» What to do:
Find every line in the records below that contains the word "covered", and copy each of those lines.

» Data section:
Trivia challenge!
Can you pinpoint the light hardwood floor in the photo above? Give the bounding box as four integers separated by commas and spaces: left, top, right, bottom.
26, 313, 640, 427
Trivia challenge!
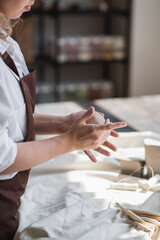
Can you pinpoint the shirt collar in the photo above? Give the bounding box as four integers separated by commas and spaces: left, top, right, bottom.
0, 34, 14, 55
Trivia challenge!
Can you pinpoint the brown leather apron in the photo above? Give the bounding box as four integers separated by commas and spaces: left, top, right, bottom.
0, 53, 36, 240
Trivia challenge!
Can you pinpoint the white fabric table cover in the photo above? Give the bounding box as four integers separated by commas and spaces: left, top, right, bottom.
14, 133, 160, 240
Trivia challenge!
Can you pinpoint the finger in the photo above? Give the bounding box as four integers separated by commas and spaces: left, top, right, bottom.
97, 122, 127, 131
94, 147, 111, 157
79, 107, 95, 122
103, 141, 117, 152
84, 150, 97, 163
110, 131, 119, 137
105, 118, 111, 124
98, 112, 104, 117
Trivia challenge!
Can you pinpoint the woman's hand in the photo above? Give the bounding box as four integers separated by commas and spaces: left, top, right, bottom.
68, 107, 126, 157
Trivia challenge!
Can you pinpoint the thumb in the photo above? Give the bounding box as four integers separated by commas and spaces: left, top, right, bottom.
79, 107, 95, 122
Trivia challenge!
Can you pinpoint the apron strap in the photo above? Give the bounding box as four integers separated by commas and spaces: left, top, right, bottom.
1, 52, 20, 78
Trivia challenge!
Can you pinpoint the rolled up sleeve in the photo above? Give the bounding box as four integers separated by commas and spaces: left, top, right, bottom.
0, 125, 17, 174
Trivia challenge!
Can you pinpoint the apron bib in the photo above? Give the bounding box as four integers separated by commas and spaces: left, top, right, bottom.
0, 53, 36, 240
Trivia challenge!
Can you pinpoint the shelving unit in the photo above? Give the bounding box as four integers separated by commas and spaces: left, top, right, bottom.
20, 0, 132, 101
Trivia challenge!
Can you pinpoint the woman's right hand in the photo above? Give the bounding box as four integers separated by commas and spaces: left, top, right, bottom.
67, 107, 127, 151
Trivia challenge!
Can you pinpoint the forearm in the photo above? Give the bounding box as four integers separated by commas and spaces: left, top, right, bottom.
34, 113, 68, 135
1, 134, 73, 174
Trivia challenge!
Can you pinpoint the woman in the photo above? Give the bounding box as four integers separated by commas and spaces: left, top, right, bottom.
0, 0, 126, 240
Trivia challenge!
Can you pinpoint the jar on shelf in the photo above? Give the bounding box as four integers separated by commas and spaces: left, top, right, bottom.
78, 37, 92, 62
90, 36, 102, 60
57, 37, 68, 62
67, 37, 79, 61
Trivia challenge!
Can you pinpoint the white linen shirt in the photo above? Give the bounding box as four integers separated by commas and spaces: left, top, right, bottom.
0, 37, 29, 180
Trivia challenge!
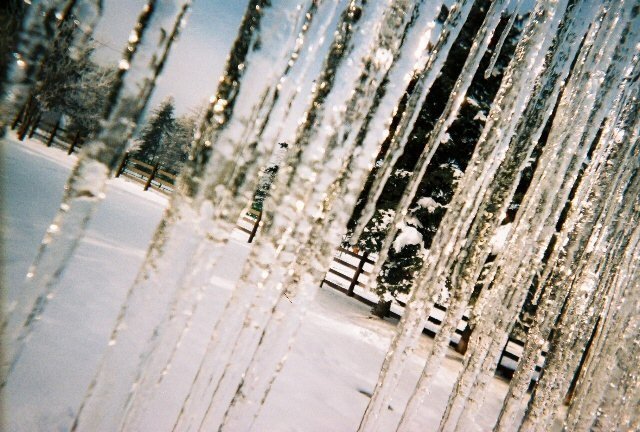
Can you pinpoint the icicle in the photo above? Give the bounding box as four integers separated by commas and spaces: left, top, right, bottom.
363, 0, 557, 424
484, 0, 522, 79
398, 2, 604, 430
521, 98, 640, 430
564, 235, 640, 430
364, 0, 508, 324
214, 3, 442, 430
69, 0, 314, 430
3, 3, 188, 388
441, 3, 640, 428
13, 1, 195, 428
352, 0, 474, 240
168, 1, 396, 430
496, 66, 640, 431
115, 2, 322, 428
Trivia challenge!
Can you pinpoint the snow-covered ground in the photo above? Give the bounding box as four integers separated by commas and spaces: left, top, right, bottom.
0, 135, 528, 432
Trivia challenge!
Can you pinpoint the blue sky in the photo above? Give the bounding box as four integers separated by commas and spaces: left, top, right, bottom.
95, 0, 248, 114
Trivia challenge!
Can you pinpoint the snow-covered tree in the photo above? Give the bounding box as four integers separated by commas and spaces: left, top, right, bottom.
134, 98, 176, 164
350, 2, 522, 315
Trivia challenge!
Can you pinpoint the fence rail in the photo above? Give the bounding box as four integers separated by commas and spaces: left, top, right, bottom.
12, 117, 546, 379
11, 115, 262, 243
320, 247, 547, 379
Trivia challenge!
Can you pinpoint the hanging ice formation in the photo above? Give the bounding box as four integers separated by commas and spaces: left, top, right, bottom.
2, 1, 189, 382
401, 2, 604, 428
7, 0, 640, 432
117, 1, 336, 424
70, 0, 322, 427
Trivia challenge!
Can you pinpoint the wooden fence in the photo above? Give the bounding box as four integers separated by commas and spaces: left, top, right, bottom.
320, 247, 546, 379
12, 112, 546, 377
11, 116, 262, 243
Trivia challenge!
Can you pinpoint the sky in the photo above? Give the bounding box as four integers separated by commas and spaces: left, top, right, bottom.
94, 0, 248, 115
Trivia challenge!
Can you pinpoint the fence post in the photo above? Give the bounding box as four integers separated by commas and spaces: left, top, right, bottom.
18, 107, 34, 141
347, 251, 369, 297
47, 119, 60, 147
247, 212, 262, 243
28, 114, 42, 138
11, 103, 27, 130
115, 152, 129, 177
67, 131, 80, 155
144, 163, 158, 190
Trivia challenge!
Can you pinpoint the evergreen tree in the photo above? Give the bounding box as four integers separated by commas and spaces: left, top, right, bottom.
158, 115, 197, 174
134, 98, 176, 164
349, 0, 522, 316
251, 143, 289, 211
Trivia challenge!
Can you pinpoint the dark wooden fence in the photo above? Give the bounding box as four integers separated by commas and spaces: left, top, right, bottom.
12, 111, 546, 376
320, 247, 546, 378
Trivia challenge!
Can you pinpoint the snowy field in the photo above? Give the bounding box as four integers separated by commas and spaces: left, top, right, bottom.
0, 136, 528, 432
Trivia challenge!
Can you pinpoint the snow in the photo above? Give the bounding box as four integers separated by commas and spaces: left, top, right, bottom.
491, 223, 513, 255
417, 197, 442, 213
393, 224, 422, 252
2, 138, 520, 432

» Result of this task:
Can you pinpoint the snow-covered ground in the photo above? Give the bounding box as four integers separated by commas and spaces: left, top, right, bottom.
Can you pinpoint the snow-covered tree in the photo above? Give the bounding box as four integers separated by commas and spaces: left, top, right, bottom.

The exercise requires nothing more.